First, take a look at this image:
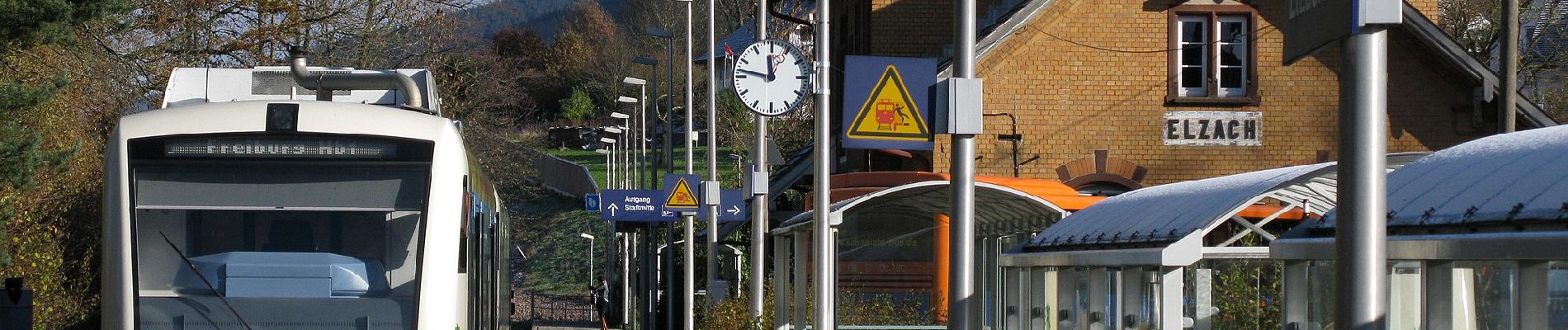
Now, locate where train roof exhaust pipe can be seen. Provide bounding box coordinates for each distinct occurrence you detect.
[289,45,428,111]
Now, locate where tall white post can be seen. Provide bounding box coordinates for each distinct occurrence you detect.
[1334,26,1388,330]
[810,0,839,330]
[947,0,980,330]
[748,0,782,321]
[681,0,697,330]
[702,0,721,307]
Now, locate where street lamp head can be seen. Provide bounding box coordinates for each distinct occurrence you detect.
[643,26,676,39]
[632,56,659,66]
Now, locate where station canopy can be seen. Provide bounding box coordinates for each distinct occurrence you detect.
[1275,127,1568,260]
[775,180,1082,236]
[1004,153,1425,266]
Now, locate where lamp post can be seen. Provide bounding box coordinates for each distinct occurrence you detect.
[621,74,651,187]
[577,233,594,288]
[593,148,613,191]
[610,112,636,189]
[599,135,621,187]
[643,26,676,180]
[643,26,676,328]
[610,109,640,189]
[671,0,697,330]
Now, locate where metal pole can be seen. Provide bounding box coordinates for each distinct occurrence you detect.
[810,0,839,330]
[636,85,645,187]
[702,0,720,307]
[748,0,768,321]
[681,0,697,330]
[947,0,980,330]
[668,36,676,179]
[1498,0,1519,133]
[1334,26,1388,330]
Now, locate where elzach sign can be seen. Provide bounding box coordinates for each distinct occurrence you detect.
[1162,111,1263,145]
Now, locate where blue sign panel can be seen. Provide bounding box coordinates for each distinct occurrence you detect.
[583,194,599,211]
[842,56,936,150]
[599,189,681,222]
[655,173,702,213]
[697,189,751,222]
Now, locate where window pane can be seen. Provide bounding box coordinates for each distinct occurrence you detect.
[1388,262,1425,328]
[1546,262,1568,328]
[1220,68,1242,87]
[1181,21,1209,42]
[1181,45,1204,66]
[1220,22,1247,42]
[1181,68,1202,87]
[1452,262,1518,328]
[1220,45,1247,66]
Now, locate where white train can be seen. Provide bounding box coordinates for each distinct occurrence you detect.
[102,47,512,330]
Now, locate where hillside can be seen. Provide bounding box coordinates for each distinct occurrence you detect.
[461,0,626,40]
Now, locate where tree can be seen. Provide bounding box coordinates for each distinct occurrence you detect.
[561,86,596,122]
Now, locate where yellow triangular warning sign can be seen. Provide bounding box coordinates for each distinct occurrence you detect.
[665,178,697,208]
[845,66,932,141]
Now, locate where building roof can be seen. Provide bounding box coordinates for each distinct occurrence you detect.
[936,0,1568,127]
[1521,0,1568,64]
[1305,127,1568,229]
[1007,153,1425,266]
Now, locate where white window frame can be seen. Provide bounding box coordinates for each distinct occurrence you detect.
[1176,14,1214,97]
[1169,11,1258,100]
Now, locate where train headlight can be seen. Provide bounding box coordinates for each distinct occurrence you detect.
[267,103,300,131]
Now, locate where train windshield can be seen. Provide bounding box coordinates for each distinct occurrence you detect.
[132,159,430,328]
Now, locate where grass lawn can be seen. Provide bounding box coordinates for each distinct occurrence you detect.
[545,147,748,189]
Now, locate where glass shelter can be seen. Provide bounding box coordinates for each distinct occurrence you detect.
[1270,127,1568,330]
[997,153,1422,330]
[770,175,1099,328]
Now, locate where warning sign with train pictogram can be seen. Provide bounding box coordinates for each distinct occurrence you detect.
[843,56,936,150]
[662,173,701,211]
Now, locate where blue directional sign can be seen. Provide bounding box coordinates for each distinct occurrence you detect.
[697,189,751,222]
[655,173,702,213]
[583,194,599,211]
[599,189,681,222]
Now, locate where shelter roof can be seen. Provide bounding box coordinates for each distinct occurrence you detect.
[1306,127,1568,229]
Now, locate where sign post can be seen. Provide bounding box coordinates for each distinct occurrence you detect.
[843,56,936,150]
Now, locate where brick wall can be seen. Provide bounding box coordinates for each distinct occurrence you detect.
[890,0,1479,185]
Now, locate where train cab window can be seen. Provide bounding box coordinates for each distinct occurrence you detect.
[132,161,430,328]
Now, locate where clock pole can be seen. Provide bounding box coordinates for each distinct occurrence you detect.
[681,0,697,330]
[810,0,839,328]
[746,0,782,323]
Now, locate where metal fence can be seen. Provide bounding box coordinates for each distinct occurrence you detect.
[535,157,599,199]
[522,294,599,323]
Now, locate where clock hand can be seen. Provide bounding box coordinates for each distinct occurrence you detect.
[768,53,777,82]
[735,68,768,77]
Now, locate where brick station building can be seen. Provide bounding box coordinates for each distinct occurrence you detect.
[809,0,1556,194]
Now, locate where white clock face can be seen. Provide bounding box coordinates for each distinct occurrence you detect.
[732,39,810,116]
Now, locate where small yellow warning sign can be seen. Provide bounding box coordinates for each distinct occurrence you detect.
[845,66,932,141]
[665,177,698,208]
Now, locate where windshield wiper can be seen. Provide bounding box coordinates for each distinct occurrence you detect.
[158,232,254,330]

...

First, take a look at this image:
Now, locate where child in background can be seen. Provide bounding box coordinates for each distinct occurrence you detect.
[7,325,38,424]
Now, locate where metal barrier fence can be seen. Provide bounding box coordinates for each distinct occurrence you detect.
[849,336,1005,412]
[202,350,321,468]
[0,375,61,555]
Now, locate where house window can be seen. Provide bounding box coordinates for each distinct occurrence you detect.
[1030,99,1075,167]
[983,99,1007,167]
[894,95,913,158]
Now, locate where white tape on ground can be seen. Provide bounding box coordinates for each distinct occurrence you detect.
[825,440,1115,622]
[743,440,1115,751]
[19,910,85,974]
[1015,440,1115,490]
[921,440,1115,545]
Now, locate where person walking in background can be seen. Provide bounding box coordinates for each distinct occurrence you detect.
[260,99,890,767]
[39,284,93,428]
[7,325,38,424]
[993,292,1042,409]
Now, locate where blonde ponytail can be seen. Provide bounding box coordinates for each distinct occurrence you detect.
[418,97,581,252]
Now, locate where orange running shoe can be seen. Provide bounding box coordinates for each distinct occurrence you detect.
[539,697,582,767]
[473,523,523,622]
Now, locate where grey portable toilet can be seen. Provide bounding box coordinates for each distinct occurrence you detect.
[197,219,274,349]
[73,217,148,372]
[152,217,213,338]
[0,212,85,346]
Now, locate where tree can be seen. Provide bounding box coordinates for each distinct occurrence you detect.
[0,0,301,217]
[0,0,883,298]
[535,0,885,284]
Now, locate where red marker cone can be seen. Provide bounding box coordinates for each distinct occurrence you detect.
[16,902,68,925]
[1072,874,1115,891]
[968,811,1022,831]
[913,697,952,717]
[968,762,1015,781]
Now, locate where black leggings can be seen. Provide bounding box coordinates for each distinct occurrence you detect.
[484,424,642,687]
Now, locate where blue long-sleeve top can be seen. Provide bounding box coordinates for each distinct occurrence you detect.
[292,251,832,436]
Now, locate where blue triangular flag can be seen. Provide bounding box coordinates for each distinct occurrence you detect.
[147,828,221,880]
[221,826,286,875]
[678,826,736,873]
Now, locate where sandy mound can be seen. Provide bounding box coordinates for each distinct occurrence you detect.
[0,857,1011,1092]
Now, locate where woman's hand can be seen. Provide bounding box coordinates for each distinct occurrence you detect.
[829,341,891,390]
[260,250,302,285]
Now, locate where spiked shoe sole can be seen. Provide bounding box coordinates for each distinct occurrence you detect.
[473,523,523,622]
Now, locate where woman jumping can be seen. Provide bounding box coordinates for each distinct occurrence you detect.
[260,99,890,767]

* * *

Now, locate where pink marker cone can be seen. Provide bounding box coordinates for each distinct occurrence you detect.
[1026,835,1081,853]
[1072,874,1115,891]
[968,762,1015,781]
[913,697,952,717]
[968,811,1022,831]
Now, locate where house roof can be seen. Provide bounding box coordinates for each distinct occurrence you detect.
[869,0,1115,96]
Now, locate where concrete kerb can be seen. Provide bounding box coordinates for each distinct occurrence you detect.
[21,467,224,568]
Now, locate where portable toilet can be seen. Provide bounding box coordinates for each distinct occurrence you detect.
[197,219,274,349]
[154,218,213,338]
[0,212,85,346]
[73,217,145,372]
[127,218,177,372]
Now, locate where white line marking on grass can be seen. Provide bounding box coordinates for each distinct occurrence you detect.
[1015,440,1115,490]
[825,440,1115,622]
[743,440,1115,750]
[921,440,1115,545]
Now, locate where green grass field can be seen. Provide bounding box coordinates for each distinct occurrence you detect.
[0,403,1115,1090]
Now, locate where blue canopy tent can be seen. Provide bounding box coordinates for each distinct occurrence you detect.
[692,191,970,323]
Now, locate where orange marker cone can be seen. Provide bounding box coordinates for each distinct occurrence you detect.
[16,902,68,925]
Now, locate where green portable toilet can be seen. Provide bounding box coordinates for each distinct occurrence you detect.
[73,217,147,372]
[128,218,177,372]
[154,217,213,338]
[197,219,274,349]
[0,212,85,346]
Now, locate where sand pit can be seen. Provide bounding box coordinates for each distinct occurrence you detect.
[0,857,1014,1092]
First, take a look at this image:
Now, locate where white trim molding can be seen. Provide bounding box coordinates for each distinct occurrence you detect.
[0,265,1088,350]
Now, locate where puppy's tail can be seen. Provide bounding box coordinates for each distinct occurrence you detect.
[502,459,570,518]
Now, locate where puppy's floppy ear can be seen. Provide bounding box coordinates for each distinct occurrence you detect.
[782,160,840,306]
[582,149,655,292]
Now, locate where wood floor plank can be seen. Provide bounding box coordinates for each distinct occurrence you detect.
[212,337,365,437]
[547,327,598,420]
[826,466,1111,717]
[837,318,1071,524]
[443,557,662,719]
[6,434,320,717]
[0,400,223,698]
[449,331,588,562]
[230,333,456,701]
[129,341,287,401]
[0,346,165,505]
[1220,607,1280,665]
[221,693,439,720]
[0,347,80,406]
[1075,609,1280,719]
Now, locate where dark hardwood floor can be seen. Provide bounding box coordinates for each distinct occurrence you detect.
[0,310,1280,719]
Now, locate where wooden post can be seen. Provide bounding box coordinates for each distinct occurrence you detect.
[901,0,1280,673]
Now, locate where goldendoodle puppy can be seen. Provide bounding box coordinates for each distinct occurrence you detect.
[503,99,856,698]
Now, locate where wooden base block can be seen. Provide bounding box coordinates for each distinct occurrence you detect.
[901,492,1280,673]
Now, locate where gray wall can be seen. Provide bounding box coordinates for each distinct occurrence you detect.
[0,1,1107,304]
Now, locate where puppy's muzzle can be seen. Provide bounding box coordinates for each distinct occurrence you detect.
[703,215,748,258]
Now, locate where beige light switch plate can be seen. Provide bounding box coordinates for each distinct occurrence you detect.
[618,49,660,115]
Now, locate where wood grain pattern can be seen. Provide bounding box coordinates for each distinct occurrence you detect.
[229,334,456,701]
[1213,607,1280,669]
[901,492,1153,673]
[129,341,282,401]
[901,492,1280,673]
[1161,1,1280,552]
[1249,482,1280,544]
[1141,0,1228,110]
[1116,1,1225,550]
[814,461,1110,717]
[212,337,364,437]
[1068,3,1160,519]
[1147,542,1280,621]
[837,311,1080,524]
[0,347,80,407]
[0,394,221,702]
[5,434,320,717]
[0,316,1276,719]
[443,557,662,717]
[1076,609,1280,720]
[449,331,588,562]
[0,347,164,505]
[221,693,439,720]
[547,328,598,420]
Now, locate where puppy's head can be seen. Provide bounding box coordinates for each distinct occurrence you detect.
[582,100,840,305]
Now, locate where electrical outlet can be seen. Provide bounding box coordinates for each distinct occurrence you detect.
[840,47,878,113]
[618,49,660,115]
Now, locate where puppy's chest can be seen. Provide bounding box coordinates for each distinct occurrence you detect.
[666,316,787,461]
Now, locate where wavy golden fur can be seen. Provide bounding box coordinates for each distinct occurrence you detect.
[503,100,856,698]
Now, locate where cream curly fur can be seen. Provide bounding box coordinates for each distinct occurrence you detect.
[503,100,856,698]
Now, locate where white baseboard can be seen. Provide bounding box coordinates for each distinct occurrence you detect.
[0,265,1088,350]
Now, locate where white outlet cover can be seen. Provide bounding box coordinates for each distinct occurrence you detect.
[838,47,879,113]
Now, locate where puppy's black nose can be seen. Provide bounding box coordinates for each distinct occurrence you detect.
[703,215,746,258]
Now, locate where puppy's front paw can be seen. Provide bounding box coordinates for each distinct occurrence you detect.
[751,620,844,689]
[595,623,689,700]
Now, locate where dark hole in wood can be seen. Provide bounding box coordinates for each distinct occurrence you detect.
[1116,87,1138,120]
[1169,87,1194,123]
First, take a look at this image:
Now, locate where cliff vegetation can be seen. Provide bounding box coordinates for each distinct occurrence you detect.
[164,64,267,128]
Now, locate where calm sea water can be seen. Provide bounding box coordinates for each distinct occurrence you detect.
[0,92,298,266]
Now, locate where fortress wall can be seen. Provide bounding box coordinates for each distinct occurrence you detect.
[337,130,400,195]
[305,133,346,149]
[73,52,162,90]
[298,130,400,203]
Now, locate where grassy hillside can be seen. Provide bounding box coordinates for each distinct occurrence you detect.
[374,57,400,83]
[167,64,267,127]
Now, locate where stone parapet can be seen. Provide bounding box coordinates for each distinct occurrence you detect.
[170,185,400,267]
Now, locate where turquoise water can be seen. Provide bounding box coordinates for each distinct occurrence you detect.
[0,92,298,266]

• [Written problem]:
Render as a numbered list the lines of the listing that begin with the line containing "Now, locate where house window" and continue through the line containing "[0,857,1011,1092]", omitting any blank lines.

• [Task output]:
1. Now, locate where house window can be seen. Provide bounding box coordinates for each distinct occurrence you detect.
2. [1030,99,1075,167]
3. [983,99,1007,167]
4. [894,95,913,158]
5. Now, locate where white tape on ground can be seen. Provide bounding box coordinates for each distinct occurrence you detect.
6. [825,440,1115,622]
7. [743,440,1115,751]
8. [19,910,85,974]
9. [1015,440,1115,490]
10. [921,440,1115,545]
11. Now, locate where person walking in background can be seen. Provide bounding box coordinates for each distinct occurrence you detect.
12. [260,99,890,767]
13. [39,284,93,428]
14. [7,325,38,424]
15. [993,292,1042,409]
16. Now, locate where blonde ponytail can be seen. Provide bounding box coordinates for each distinct occurrence you detect.
17. [418,97,581,252]
18. Now, locate where orange running shoe can be seen. Provide bounding box coordinates for each distinct occurrence you detect.
19. [539,697,582,767]
20. [473,523,523,622]
21. Now, locate where grey portable toilet can be seen. Provide bounding box coordinates for each distinct occurrence you detect.
22. [197,219,274,349]
23. [73,217,148,372]
24. [152,217,213,338]
25. [0,212,85,346]
26. Now, locate where tree can be seen. Provide bounding box coordinates for each distinct occurrence you detect.
27. [0,0,301,217]
28. [0,0,883,298]
29. [535,0,885,284]
30. Now, locate where red marker cone can be seen. Provide bounding box coordinates for each distinct occurrence you detect.
31. [16,902,68,925]
32. [1072,874,1115,891]
33. [968,811,1022,831]
34. [913,697,952,717]
35. [968,762,1015,781]
36. Now, locate where black leggings can be seen. Provide bounding box coordinates for each distinct occurrence you detect.
37. [484,424,642,687]
38. Now, locate where blue long-sleeve top can be seen. Provide bounding box coordinates for each distinct occurrence you detect.
39. [292,251,832,436]
40. Now, locate where blue triangular flag can be seen. Provide bounding box coordinates for each distinct occurrence you detect.
41. [147,828,221,880]
42. [221,826,286,875]
43. [678,826,736,873]
44. Now, locate where sandy mound can be seen. Provide bounding box coordinates for each distinct occurrence you detect.
45. [0,857,1011,1092]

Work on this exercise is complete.